▶ **TASK DIRECTIONS**:
Can you copy out the records below word for word, starting from their first line and ending with the line that holds "124 142 L 126", with both of those lines included?

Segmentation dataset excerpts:
[START]

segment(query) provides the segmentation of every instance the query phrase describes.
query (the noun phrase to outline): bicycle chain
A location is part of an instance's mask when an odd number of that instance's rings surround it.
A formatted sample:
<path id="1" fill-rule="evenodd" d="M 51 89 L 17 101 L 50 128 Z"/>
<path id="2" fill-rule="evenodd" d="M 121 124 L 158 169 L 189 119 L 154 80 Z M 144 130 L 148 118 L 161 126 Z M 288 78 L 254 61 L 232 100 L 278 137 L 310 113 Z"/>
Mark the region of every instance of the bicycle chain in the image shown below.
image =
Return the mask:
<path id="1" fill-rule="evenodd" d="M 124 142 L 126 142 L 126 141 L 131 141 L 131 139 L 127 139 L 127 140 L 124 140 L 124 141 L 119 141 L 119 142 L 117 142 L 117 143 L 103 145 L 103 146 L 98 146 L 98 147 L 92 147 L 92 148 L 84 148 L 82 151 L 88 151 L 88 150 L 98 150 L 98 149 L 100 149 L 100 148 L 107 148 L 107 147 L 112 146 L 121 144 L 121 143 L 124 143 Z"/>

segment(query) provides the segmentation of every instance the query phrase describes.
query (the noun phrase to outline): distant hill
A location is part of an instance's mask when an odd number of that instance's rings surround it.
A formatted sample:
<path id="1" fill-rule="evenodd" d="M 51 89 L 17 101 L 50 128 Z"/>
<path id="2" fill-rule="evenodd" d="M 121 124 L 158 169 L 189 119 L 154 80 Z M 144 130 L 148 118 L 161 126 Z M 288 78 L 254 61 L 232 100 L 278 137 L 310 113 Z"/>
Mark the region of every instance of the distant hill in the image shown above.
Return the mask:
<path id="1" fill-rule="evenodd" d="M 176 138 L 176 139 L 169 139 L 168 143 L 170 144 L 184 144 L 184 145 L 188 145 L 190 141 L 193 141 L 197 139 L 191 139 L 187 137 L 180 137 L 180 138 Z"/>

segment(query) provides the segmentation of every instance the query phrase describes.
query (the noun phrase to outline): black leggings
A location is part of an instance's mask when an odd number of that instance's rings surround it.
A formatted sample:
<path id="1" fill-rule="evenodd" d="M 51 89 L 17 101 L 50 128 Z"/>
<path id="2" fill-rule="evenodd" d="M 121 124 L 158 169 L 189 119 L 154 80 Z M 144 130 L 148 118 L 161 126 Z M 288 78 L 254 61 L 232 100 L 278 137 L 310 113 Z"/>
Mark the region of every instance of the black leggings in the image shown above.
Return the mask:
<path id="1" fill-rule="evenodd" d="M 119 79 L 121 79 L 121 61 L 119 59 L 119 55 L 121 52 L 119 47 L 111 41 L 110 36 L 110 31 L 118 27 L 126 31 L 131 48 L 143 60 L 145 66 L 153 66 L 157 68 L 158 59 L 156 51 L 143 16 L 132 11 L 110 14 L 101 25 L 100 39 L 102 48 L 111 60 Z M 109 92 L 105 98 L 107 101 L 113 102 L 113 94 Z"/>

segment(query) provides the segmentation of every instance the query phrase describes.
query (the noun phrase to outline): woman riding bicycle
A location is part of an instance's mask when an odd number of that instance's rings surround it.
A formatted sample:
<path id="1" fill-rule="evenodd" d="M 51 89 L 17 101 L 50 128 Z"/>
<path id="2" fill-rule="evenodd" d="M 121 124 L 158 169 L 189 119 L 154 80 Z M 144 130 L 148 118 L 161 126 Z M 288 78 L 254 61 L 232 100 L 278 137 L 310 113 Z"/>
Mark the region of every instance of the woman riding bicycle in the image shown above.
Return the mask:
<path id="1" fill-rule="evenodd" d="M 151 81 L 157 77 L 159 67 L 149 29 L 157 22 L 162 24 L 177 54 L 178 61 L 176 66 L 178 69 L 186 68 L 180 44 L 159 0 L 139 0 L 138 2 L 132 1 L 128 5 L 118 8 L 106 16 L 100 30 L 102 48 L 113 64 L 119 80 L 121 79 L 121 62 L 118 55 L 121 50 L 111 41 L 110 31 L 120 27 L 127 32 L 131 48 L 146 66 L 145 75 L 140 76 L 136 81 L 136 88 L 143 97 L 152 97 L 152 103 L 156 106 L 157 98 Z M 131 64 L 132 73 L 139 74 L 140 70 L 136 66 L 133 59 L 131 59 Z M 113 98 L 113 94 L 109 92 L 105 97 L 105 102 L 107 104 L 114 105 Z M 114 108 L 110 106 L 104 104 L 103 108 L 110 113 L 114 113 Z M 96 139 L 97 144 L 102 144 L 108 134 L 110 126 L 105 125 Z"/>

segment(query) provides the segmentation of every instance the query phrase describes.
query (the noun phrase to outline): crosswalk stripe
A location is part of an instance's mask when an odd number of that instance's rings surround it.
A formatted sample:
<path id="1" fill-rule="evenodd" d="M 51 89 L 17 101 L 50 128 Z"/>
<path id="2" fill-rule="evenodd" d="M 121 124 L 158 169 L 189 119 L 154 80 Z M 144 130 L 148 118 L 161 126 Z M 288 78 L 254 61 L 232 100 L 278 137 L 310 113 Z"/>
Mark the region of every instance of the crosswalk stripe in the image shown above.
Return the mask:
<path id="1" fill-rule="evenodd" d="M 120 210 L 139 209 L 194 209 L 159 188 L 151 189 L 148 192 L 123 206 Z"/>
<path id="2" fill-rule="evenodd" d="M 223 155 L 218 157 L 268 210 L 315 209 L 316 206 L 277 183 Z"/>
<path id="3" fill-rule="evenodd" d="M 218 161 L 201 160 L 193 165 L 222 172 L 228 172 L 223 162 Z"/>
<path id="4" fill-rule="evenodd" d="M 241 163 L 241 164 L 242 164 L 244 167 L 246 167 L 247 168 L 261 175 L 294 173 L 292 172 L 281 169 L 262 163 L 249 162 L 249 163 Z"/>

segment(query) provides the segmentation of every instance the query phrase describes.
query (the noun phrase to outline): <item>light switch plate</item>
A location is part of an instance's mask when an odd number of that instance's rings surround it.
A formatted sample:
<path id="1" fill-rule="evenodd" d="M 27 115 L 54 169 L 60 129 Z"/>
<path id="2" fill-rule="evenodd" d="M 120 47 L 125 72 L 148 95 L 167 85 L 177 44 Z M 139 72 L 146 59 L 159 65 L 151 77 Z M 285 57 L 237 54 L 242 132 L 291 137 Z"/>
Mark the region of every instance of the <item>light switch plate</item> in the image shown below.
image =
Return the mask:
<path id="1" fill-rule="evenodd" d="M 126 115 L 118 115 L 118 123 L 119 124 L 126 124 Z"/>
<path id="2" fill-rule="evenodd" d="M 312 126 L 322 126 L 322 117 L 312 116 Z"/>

[END]

▶ **ANSWER**:
segment(query) provides the segmentation of every instance the query phrase describes.
query (the noun phrase to outline): bicycle chain
A location is part of an instance's mask when an odd number of that instance's rings surround it.
A formatted sample:
<path id="1" fill-rule="evenodd" d="M 51 89 L 17 101 L 50 128 Z"/>
<path id="2" fill-rule="evenodd" d="M 121 124 L 158 169 L 189 119 L 154 80 Z M 144 130 L 148 118 L 161 126 Z M 288 78 L 254 61 L 232 100 L 278 137 L 310 113 Z"/>
Mark the region of every instance of the bicycle chain in the image shown below.
image =
Return the mask:
<path id="1" fill-rule="evenodd" d="M 124 142 L 126 142 L 126 141 L 131 141 L 131 139 L 127 139 L 127 140 L 124 140 L 124 141 L 119 141 L 119 142 L 117 142 L 117 143 L 103 145 L 103 146 L 98 146 L 98 147 L 92 147 L 92 148 L 84 148 L 82 151 L 88 151 L 88 150 L 98 150 L 98 149 L 100 149 L 100 148 L 107 148 L 107 147 L 112 146 L 121 144 L 121 143 L 124 143 Z"/>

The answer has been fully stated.